— Start of Data supplied —
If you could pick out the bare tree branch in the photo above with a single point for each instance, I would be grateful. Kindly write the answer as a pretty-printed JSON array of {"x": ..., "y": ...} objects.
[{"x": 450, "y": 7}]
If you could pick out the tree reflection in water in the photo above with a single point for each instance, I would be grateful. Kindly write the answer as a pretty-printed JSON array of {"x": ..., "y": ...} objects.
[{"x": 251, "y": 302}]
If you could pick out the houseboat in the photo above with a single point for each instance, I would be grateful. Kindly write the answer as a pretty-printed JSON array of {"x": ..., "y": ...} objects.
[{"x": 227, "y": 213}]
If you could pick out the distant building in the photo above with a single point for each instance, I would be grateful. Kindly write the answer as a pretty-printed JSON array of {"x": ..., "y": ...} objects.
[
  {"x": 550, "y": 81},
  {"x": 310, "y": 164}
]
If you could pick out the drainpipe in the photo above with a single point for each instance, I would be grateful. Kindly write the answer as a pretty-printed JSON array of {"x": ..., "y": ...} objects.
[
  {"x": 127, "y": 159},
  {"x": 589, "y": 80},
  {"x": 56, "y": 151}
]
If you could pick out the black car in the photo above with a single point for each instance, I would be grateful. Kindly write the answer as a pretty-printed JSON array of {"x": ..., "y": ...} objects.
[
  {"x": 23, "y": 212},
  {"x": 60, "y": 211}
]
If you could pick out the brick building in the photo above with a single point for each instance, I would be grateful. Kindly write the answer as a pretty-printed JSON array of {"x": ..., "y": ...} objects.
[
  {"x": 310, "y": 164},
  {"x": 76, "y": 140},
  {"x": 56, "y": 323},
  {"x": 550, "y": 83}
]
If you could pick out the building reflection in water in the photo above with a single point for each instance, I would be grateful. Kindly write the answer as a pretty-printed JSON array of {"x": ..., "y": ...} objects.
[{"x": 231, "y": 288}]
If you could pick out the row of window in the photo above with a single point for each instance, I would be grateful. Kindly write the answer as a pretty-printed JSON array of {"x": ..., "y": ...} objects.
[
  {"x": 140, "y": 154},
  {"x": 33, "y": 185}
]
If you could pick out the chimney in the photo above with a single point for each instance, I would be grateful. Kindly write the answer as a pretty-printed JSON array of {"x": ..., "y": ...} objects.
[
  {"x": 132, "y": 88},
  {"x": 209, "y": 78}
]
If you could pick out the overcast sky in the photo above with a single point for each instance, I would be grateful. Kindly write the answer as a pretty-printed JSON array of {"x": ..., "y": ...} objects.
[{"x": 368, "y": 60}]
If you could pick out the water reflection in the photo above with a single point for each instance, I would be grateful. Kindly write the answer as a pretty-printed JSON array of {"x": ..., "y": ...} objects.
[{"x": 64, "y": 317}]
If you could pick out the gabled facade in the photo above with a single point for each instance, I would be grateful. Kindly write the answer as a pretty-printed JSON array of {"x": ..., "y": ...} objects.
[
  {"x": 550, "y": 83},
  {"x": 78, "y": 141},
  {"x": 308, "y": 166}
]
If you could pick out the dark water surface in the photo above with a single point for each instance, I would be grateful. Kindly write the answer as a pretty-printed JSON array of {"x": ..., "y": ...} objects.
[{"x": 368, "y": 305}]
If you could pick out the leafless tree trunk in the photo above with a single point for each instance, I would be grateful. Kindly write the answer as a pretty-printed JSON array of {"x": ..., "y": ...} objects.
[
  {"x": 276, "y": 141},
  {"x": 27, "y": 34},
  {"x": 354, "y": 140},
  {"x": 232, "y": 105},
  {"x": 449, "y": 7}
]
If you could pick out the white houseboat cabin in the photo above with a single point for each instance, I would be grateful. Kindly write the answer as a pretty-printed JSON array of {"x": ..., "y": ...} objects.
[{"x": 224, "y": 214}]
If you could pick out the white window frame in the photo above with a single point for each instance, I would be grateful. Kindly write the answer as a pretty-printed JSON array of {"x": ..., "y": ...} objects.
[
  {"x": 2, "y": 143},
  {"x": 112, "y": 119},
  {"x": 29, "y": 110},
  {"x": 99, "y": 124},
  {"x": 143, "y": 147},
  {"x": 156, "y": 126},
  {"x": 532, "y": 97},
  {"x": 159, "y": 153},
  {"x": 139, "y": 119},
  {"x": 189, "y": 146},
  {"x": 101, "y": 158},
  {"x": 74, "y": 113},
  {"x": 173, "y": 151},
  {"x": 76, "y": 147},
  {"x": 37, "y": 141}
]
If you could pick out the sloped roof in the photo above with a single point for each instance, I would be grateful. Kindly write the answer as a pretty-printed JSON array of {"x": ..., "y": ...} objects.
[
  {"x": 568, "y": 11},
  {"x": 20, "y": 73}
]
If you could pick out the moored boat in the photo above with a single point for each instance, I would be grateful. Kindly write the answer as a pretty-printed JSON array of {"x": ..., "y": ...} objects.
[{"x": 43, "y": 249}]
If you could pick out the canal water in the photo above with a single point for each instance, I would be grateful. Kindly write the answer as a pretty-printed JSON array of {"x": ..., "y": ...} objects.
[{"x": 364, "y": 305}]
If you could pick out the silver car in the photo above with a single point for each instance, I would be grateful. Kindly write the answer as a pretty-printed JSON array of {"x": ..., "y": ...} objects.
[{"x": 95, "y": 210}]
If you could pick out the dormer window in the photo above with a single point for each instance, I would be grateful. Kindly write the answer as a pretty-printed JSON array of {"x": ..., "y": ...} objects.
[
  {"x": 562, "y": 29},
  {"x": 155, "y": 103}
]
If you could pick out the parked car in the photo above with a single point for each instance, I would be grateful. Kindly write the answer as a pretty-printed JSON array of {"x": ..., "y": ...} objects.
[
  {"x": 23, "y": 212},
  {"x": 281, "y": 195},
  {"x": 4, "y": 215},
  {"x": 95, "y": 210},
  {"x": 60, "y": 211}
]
— End of Data supplied —
- Exercise instructions
Reproduce every entry shown above, precisely as it stands.

- Solution for this exercise
If you could pick out the bare tree branch in the photo above with a single point for each instance, I would be grateful. Kindly write the answer as a pretty-printed JSON array of {"x": ..., "y": ...} objects.
[{"x": 450, "y": 7}]
If you could pick out the tree reflection in water in the photo above with a single point for each instance, I would be grateful. Kindly write the answer as a pretty-printed JSON array of {"x": ..., "y": ...} objects.
[{"x": 251, "y": 302}]
If you could pick out the houseboat in the photo above with a single point for each instance, I would be grateful. Kindly write the answer as a pretty-printed JSON array of {"x": ..., "y": ...} objects.
[{"x": 227, "y": 213}]
If you could pick out the distant building in the photo above with a single point for each instance, I would be grateful. Kindly write the answer as a pretty-printed JSON array of {"x": ..., "y": ...} objects.
[
  {"x": 550, "y": 81},
  {"x": 310, "y": 164}
]
If you could pick out the drainpipe in the photo above with a single point for each instance, I would be grateful. Kindly write the answer as a pretty-printed JSON array of {"x": ..., "y": ...} objects.
[
  {"x": 127, "y": 159},
  {"x": 589, "y": 80},
  {"x": 56, "y": 151}
]
If you could pick out the black car in the photo above with a single point for each instance, I would be grateful. Kindly write the answer as a pretty-printed JSON array of {"x": ..., "y": ...} objects.
[
  {"x": 23, "y": 212},
  {"x": 60, "y": 211}
]
If you could pick out the brick building in the photo above with a single point for each instance, I would be grateful. Kindly write the answer as a pretty-printed JSON array of {"x": ..., "y": ...} objects.
[
  {"x": 310, "y": 164},
  {"x": 76, "y": 140},
  {"x": 56, "y": 323},
  {"x": 550, "y": 83}
]
If you could pick out the building reflection in water in the photo above with a single point for each instance, I would be grateful. Kindly write the answer as a pretty-printed JSON array of {"x": ..., "y": ...} objects.
[{"x": 231, "y": 288}]
If you could pick out the row of window in the photo above with a single point for each instance, I would be grateful. Kindly write the answer as a pretty-printed JSON array of {"x": ..., "y": ...} objects.
[
  {"x": 140, "y": 154},
  {"x": 33, "y": 185}
]
If you could pick out the chimney in the photo above with a single point for each instance, I would be grateful. Kindly write the answer as a pretty-printed JSON array of {"x": ..., "y": ...} objects.
[
  {"x": 132, "y": 88},
  {"x": 209, "y": 78}
]
If you could pick out the overcast sky in the photo above with a single point for each instance, I would be grateful. Kindly write the answer as a pretty-printed JSON array of {"x": ..., "y": ...} objects.
[{"x": 368, "y": 60}]
If you could pick out the water reflection in the photo above with a single point for each instance, I would be grateful. Kindly write the answer as a pretty-printed JSON array of {"x": ..., "y": ...} objects.
[{"x": 64, "y": 317}]
If you could pick out the gabled facade in the photo above with a single point for each instance, I would be grateful. Kindly write the answer as a pretty-printed JSON array of {"x": ..., "y": ...} objects.
[
  {"x": 550, "y": 83},
  {"x": 78, "y": 141},
  {"x": 308, "y": 166}
]
If you could pick out the dark water surface in the photo above with a single point for each instance, I would be grateful. Kindly write the answer as a pretty-printed JSON array of {"x": ..., "y": ...} objects.
[{"x": 368, "y": 305}]
If you could pick out the leafless tree trunk in the photo above with a single point for each instance, I would be grateful. Kindly write the answer as a pretty-printed JSON array of {"x": ..., "y": ...} objects.
[
  {"x": 276, "y": 141},
  {"x": 27, "y": 34},
  {"x": 354, "y": 140},
  {"x": 232, "y": 105},
  {"x": 449, "y": 7}
]
If you could pick out the white houseboat cabin in the photo above with a single point for each instance, I would be grateful. Kindly write the answer as a pretty-printed JSON array of {"x": ..., "y": ...} objects.
[{"x": 224, "y": 214}]
If you could pick out the white window frame in the photo above with a single point for each instance, I would be grateful. Kindly write the answer as a pretty-printed JSON array of {"x": ..., "y": ...} objects.
[
  {"x": 2, "y": 143},
  {"x": 112, "y": 119},
  {"x": 29, "y": 110},
  {"x": 99, "y": 124},
  {"x": 143, "y": 147},
  {"x": 156, "y": 126},
  {"x": 532, "y": 97},
  {"x": 159, "y": 153},
  {"x": 139, "y": 119},
  {"x": 189, "y": 146},
  {"x": 101, "y": 158},
  {"x": 74, "y": 113},
  {"x": 173, "y": 151},
  {"x": 76, "y": 147},
  {"x": 37, "y": 141}
]
If you could pick out the sloped roof in the photo above with a single point for each instance, I would be grateful. Kindly write the answer as a pretty-printed JSON array of {"x": ..., "y": ...} objects.
[
  {"x": 568, "y": 11},
  {"x": 20, "y": 73}
]
If you could pick out the moored boat in the photo above with a single point for each instance, I would be grateful. Kindly write the answer as a pretty-printed JSON array of {"x": ..., "y": ...} objects.
[{"x": 43, "y": 249}]
If you could pick out the canal water in the photo above with a single point for each instance, I would be grateful. Kindly write the answer as a pretty-printed JSON array of {"x": ..., "y": ...} objects.
[{"x": 364, "y": 305}]
If you could pick out the silver car in the photo above with a single point for each instance, I would be grateful. Kindly write the answer as a pretty-printed JSON array of {"x": ..., "y": ...} objects.
[{"x": 95, "y": 210}]
If you could pick out the dormer window in the photo above with a single point for each instance, I would be grateful. Kindly write the answer as a pretty-printed JSON array of {"x": ..., "y": ...} objects.
[
  {"x": 562, "y": 29},
  {"x": 155, "y": 103}
]
If you could pick out the parked car in the photo above with a single point for each instance, I would be grateful. Kindly write the answer as a pretty-printed JSON array of {"x": ..., "y": ...} objects.
[
  {"x": 23, "y": 212},
  {"x": 281, "y": 195},
  {"x": 4, "y": 215},
  {"x": 95, "y": 210},
  {"x": 60, "y": 211}
]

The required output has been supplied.